Entnimm der Rezension zu Jonas Kaufmanns CD „WIEN“ unten wörtlich den Abschnitt von „Online Merker, 18.10.2019“ bis „Zuhörer auch erreicht.“.

___ Textauszug ___

Online Merker, 18.10.2019
Renate Wagner
 
CD WIEN Jonas Kaufmann
 
Von Wagner bis zur Operette ist ihm nichts Musikalisches fremd, und das ehrt Jonas Kaufmann. In einer Welt, wo alles auf „Markenzeichen“ ausgerichtet ist, könnte er etwa als Wagner-Sänger hoch bezahlt durch die ganze Welt reisen oder auch als Verdi-Interpret – und es sich leicht machen, immer dasselbe abzuziehen. Aber er hat stets neue Herausforderungen gesucht, und Cross-Over zur so genannten „leichten Muse“, die so schwer sein kann, sind ja nur eine Frage der Qualität: Gute Musik ist gute Musik, in welchem Gewand sie den Zuhörer auch erreicht.

Und da war Jonas Kaufmann schon breit unterwegs, nicht nur „klassisch“ mit dem „Italienischen Liederbuch“, sondern auch italienischen „Schlagern“ oder auch mit Berliner Songs der zwanziger und dreißiger Jahre. Man muss ja auch, wenn eine Karriere stark auf Personality-Tourneen ruht (und wer, von Netrebko bis Florez, täte das nicht?), dem Publikum immer neue Programme bieten.

Das heißt natürlich nicht, dass man sich per Mimikry jeden neuen Stil perfekt aneignen kann, das ist schier unmöglich. Und wenn Jonas Kaufmann nun unter dem Titel „WIEN“ nicht nur Operetten (was er schon getan hat), sondern auch Wiener Lieder singt, dann weiß jeder, dass es ihm nicht in die Wiege gesungen wurde, sich in den Hüften zu wiegen… und dass „Gaude“ und „Hamur“ wie Vokabel gehandhabt werden. Und doch, wenn man ihm wohl gesinnt ist, dann sind seine Versuche „in Wienerisch“ irgendwie rührend. (Und man hat den Eindruck, er hat – wenn er überhaupt Vorbilder herangezogen hat – eher dem Heltau zugehört als dem Willi Forst.)

___ Datensätze ___

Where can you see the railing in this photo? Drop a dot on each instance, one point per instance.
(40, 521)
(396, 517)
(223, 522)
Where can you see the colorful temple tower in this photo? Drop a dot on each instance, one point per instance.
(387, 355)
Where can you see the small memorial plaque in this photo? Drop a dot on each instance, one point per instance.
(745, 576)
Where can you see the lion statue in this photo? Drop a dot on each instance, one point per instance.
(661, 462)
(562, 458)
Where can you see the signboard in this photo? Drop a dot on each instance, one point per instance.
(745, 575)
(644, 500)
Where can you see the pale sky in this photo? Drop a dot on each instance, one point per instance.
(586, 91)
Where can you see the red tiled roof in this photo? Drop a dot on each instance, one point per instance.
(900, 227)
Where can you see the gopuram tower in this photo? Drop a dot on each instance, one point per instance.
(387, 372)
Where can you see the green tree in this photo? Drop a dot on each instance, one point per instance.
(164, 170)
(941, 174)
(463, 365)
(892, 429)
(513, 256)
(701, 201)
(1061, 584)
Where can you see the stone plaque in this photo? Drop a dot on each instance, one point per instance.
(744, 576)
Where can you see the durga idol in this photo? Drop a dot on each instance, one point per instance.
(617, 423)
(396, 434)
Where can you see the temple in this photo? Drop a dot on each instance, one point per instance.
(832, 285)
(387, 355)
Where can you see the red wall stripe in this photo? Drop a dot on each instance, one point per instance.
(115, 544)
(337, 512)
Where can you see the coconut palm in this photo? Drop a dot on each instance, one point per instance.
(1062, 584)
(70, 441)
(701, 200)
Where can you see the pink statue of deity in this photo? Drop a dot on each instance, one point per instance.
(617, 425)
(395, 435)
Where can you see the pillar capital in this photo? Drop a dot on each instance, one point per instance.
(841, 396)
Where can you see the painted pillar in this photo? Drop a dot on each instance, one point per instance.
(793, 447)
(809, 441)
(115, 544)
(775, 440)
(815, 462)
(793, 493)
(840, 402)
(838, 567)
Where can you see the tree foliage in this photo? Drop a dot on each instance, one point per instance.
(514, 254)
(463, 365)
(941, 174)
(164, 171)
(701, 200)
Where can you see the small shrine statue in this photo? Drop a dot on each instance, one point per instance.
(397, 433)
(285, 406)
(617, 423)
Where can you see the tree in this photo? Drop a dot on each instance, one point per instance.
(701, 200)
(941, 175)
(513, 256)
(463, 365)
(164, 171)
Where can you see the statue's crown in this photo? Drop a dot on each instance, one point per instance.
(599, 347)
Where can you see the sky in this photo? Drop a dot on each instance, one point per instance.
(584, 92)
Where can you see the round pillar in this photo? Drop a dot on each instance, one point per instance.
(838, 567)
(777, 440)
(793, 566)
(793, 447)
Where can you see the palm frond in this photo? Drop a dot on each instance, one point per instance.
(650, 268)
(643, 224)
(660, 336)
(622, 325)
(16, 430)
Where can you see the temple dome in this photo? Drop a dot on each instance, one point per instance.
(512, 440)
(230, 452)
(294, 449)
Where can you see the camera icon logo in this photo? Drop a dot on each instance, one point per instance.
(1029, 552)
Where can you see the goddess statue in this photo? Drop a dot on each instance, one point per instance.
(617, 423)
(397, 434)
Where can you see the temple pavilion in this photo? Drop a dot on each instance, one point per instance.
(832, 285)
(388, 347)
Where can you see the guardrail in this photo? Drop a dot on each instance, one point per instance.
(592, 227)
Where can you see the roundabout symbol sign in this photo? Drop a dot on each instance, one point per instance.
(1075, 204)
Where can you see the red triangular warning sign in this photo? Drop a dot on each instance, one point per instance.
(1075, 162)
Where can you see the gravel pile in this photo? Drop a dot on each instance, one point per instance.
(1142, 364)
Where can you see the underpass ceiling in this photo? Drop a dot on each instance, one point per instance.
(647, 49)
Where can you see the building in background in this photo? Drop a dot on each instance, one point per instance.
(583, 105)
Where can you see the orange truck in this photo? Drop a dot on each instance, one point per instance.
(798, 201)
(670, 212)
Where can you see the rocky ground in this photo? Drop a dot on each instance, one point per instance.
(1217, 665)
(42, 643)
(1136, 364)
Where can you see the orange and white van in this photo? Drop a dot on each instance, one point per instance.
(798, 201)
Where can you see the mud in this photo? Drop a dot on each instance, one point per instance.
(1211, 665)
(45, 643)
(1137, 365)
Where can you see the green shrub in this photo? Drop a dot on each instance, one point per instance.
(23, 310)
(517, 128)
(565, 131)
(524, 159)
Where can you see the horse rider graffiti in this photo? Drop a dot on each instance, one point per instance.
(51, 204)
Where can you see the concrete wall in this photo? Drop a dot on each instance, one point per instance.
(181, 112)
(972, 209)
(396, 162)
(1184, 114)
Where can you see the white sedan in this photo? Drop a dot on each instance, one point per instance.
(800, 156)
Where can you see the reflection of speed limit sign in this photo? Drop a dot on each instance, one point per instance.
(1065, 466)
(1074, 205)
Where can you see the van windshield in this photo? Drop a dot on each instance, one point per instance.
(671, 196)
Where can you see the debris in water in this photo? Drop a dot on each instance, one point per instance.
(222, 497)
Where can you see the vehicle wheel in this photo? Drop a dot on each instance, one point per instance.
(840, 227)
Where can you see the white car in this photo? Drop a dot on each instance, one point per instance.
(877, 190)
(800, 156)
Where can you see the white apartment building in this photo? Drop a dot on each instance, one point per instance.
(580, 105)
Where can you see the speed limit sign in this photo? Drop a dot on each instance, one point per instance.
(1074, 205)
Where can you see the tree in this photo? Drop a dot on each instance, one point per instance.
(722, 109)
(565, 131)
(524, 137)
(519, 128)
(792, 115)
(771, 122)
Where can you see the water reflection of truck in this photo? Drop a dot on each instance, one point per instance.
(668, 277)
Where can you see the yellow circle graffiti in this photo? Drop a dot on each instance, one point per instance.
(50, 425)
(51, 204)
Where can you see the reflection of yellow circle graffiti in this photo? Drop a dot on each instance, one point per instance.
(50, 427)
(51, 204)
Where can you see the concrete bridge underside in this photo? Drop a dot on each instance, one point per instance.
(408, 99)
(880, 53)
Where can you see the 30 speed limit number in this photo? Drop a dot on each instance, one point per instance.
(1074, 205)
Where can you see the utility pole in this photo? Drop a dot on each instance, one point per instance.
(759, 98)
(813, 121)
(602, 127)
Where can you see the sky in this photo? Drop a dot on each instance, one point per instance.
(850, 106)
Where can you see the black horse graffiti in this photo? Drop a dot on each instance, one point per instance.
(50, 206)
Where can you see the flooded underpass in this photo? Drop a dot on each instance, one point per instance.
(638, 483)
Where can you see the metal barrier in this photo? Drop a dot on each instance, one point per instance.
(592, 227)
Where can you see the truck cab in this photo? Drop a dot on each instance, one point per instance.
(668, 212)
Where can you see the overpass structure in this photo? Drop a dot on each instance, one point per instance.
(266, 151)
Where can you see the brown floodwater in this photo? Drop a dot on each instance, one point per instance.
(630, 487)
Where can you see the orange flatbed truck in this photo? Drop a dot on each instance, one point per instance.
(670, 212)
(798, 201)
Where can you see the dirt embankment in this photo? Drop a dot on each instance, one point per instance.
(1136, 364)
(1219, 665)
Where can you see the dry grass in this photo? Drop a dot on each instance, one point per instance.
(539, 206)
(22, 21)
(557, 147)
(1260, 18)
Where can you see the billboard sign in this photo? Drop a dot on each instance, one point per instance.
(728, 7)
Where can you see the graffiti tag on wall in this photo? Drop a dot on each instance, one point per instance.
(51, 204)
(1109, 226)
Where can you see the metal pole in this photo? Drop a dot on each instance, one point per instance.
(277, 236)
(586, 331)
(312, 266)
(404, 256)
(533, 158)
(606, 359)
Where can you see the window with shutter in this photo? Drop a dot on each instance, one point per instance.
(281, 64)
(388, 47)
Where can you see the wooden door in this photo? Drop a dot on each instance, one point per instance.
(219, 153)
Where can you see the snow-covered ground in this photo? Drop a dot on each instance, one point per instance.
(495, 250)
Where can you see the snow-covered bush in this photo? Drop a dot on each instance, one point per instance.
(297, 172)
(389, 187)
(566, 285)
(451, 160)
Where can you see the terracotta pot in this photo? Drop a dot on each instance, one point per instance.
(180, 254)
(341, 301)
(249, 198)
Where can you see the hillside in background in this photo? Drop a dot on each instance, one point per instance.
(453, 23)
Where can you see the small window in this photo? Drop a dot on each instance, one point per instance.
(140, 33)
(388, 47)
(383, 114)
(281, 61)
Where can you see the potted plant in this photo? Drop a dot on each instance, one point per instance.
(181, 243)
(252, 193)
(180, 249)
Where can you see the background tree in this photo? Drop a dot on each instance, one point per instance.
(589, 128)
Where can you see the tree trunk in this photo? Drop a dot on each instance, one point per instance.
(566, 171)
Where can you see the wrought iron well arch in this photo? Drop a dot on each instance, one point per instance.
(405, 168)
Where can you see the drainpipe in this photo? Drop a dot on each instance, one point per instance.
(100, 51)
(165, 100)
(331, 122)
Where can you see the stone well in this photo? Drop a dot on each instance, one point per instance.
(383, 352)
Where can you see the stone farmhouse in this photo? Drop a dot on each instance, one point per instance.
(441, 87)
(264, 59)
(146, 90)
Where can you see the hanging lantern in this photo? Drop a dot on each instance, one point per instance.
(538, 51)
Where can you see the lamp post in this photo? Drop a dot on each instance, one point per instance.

___

■ Antwortfeld ■
Online Merker, 18.10.2019
Renate Wagner
 
CD WIEN Jonas Kaufmann
 
Von Wagner bis zur Operette ist ihm nichts Musikalisches fremd, und das ehrt Jonas Kaufmann. In einer Welt, wo alles auf „Markenzeichen“ ausgerichtet ist, könnte er etwa als Wagner-Sänger hoch bezahlt durch die ganze Welt reisen oder auch als Verdi-Interpret – und es sich leicht machen, immer dasselbe abzuziehen. Aber er hat stets neue Herausforderungen gesucht, und Cross-Over zur so genannten „leichten Muse“, die so schwer sein kann, sind ja nur eine Frage der Qualität: Gute Musik ist gute Musik, in welchem Gewand sie den Zuhörer auch erreicht.